[SELECTED TEXT]
•••••

Programs In Desperate Need As Funding Runs Out
Advocates Say Halt of Services Will Result in More HIV and Hepatitis C Infections and People Not Being Connected to Needed Drug Treatment and Social Services
Trenton—New Jersey’s Syringe Access Programs are running out of money and supplies needed to serve clients. The programs operate in five cities, Atlantic City, Camden, Jersey City, Newark and Paterson. The Paterson program had to suspend operations two months ago when it ran out of supplies and the Camden program will run out of supplies by the end of summer.
These programs help people protect themselves and others from HIV, hepatitis C and other blood-borne diseases. The programs provide people who use drugs with access to free sterile syringes and medical supplies, overdose prevention information and naloxone, basic medical care, HIV testing and counseling, as well as referrals to drug treatment and other social services.

•••••

Dataset entries:
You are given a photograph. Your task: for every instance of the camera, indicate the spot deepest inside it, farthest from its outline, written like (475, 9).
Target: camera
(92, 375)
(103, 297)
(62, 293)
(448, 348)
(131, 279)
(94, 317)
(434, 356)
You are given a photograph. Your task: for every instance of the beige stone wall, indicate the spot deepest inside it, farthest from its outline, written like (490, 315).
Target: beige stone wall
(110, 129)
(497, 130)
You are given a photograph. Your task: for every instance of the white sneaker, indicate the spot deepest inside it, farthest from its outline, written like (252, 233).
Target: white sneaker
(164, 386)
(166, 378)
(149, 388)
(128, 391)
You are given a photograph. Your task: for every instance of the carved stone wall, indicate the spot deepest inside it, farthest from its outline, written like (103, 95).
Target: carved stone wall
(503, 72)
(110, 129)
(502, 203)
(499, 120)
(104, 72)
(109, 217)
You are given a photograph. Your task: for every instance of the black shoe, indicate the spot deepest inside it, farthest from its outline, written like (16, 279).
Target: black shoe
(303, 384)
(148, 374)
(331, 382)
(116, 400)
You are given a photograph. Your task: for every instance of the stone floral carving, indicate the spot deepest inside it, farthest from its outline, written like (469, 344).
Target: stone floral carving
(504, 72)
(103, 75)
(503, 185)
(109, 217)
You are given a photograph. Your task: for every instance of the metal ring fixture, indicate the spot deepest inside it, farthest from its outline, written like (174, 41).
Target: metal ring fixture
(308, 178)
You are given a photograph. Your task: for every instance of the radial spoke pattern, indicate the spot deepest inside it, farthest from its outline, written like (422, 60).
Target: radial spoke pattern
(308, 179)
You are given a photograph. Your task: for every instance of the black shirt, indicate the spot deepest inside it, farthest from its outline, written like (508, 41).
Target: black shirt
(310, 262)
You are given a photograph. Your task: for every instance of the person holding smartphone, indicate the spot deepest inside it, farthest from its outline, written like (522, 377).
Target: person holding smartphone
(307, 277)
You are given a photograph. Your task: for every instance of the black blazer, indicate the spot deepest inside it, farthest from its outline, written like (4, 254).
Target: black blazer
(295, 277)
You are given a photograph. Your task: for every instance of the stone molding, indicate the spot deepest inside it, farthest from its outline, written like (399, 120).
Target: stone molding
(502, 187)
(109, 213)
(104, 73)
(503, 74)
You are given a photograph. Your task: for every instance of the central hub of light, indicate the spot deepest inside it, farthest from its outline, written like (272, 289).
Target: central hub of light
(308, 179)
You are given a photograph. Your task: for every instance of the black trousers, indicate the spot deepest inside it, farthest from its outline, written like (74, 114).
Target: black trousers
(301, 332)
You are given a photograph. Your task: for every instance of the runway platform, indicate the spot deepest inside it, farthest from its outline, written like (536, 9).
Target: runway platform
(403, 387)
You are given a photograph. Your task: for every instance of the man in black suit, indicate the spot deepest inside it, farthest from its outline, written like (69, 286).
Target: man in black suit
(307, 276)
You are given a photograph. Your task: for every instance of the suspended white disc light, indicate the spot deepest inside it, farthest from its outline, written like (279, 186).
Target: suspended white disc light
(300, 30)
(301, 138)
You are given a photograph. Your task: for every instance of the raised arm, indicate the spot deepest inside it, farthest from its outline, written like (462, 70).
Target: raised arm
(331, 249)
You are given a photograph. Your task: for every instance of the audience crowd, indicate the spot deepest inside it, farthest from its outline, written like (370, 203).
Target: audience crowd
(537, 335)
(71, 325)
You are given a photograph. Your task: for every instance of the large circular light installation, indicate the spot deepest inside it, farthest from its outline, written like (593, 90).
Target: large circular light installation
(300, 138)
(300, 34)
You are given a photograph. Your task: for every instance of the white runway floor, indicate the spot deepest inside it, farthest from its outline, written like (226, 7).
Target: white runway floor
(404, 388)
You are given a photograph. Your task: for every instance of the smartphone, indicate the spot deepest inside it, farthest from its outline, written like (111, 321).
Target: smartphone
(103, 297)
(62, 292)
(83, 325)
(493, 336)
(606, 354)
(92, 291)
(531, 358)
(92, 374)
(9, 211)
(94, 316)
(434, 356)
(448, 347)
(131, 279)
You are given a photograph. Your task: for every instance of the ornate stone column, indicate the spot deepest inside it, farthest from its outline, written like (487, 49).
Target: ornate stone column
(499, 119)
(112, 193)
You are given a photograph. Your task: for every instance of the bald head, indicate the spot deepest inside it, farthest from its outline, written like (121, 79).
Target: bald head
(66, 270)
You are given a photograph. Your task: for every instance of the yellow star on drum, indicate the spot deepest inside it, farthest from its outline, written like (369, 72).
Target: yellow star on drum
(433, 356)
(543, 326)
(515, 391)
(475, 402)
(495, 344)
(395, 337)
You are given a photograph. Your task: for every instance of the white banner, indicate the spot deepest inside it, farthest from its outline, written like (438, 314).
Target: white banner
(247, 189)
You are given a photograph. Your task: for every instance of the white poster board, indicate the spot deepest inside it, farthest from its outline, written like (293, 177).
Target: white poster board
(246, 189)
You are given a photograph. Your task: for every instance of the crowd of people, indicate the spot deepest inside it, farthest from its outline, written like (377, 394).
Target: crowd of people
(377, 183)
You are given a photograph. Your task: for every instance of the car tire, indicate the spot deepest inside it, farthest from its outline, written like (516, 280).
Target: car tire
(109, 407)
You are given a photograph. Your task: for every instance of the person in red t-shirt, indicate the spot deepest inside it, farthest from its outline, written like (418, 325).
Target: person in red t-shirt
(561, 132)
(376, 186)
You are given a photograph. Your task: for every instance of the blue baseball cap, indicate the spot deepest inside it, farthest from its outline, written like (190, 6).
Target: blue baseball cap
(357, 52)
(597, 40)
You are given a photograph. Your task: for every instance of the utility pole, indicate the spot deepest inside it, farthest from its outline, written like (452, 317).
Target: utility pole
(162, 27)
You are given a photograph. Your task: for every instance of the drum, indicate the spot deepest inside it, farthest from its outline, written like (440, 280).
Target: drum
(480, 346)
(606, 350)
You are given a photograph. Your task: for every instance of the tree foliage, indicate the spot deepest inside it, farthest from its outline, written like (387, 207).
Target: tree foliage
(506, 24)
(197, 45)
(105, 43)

•••••

[REQUIRED WORK]
**a.** Print the portion of the syringe program funding article starting at "Programs In Desperate" and ending at "end of summer.".
**b.** According to the syringe program funding article, which city's program had to suspend operations two months ago?
**c.** List every city where New Jersey's Syringe Access Programs operate, according to the syringe program funding article.

[EXERCISE RESPONSES]
**a.**
Programs In Desperate Need As Funding Runs Out
Advocates Say Halt of Services Will Result in More HIV and Hepatitis C Infections and People Not Being Connected to Needed Drug Treatment and Social Services
Trenton—New Jersey’s Syringe Access Programs are running out of money and supplies needed to serve clients. The programs operate in five cities, Atlantic City, Camden, Jersey City, Newark and Paterson. The Paterson program had to suspend operations two months ago when it ran out of supplies and the Camden program will run out of supplies by the end of summer.

**b.** Paterson

**c.** Atlantic City, Camden, Jersey City, Newark, Paterson